Entries from a dataset
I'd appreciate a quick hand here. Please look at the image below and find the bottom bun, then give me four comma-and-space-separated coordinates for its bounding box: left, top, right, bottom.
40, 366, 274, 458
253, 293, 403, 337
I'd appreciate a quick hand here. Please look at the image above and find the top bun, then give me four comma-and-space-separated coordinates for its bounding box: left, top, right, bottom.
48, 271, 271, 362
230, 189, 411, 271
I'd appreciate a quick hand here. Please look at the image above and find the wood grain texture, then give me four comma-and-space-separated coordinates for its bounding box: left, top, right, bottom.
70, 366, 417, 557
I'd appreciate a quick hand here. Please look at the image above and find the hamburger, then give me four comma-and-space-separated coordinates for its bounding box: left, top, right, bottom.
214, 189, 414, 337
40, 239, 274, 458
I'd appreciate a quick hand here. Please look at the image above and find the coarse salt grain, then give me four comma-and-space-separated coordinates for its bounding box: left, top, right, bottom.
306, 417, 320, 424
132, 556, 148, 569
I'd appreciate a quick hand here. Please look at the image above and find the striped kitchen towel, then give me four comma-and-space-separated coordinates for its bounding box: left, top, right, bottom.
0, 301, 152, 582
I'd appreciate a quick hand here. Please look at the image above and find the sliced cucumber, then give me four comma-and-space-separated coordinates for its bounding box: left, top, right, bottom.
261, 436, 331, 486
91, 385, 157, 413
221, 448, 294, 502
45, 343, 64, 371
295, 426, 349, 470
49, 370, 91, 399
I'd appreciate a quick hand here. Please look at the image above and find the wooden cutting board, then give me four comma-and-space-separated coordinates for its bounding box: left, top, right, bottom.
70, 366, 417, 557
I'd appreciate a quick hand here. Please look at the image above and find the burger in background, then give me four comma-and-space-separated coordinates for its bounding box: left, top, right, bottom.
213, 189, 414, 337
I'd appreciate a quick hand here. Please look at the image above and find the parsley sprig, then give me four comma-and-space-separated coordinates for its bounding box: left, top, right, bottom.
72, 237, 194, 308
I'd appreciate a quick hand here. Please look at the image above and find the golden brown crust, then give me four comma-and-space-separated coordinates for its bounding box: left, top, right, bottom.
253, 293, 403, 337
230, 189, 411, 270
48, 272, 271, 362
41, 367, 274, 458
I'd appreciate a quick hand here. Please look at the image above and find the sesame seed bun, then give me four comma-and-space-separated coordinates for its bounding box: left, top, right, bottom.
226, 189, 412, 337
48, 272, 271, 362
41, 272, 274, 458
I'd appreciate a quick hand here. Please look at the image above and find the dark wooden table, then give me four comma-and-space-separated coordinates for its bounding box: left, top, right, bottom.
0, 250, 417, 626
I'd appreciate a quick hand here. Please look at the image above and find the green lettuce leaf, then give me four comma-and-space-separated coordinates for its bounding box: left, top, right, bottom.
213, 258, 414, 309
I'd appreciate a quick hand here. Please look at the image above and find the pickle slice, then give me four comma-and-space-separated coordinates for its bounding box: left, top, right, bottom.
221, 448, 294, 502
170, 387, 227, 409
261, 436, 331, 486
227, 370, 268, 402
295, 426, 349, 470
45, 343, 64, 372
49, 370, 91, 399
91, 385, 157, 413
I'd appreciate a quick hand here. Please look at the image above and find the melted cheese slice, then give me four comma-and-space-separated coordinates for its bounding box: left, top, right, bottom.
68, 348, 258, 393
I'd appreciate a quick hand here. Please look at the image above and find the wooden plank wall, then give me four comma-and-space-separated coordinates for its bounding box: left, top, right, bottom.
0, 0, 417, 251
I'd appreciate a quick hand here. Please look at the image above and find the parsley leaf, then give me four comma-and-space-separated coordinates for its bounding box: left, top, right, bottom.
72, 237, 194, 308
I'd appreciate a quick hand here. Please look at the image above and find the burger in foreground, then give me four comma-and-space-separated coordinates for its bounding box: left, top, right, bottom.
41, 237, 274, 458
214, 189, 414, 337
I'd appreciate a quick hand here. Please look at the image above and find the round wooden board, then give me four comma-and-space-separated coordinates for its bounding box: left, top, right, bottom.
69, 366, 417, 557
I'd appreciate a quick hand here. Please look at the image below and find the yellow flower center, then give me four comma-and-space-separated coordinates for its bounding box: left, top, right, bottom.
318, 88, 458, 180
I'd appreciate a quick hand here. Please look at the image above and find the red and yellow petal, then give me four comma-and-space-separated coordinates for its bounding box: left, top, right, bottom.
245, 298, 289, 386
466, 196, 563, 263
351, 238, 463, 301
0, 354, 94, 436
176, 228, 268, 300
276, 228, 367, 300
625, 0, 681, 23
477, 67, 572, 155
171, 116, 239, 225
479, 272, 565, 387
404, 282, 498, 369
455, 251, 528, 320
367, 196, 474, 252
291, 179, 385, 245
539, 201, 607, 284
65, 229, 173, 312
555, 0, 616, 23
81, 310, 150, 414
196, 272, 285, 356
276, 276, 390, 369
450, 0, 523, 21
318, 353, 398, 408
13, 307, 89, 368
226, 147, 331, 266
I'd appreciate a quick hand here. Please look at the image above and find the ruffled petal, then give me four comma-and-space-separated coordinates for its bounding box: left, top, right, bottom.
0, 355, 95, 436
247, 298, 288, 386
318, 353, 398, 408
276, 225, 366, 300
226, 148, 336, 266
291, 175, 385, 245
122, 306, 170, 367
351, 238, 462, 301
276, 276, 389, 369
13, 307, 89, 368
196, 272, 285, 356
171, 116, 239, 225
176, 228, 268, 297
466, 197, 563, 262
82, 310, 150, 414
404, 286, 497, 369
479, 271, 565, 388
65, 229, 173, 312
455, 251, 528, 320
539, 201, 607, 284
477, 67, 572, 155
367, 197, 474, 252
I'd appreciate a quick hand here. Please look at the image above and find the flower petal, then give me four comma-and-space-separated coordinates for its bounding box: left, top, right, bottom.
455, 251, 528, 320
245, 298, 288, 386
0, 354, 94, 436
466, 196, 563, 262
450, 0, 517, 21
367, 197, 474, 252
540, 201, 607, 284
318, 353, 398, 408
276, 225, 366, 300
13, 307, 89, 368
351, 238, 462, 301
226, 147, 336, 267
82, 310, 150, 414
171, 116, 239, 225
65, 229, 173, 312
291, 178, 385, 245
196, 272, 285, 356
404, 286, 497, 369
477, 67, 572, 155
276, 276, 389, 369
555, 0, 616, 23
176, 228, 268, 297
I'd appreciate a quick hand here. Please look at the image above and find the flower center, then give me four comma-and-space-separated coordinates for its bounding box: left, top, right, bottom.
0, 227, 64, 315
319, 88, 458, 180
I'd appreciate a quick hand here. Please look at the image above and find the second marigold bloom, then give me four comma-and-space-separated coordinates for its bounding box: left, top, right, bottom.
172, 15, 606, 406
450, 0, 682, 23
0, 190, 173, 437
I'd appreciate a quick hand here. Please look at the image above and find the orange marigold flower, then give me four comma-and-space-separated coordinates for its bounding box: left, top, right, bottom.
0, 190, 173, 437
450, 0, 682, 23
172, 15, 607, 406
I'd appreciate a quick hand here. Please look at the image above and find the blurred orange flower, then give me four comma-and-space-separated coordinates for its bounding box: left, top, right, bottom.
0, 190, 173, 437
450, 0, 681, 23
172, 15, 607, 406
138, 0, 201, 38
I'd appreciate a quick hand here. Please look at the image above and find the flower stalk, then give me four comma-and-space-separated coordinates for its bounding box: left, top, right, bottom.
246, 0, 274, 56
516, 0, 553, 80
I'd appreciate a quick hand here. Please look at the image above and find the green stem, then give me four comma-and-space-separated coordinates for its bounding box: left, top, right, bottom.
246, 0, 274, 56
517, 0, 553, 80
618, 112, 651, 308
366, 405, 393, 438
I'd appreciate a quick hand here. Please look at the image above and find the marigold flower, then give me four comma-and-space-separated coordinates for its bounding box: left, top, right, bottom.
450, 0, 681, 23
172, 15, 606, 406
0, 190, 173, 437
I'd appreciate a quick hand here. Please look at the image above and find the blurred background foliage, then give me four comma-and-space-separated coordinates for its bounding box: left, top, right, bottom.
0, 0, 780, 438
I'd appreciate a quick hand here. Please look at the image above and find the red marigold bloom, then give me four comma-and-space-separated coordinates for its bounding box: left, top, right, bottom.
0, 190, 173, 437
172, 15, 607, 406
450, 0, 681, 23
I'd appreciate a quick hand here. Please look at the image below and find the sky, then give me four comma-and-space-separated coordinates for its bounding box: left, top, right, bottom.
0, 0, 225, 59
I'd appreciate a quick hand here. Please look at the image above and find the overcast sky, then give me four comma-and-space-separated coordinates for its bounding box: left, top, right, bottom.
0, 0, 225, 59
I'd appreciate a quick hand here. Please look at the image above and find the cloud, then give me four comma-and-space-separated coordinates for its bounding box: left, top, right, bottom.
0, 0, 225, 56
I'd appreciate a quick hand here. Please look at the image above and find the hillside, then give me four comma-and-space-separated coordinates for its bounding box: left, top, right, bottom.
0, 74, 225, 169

[Given task]: Edit the data from its first line through the line containing "230, 189, 411, 271", inclusive, so that "bun" becomes "roll" wherever it appears, and leave everything else unchanged. Return only those lines.

[Task solution]:
I'd appreciate a quick hand here. Please look at the image below and find the bottom roll, then give me four comma-and-space-separated coordinates for its bounding box: left, top, right, bottom.
40, 366, 274, 458
253, 293, 403, 337
I'd appreciate a quick hand here. Please look at the image above and find the top roll, then give me four comma-and-space-separated coordinates for its bounding box: left, top, right, bottom.
48, 271, 271, 362
230, 189, 411, 271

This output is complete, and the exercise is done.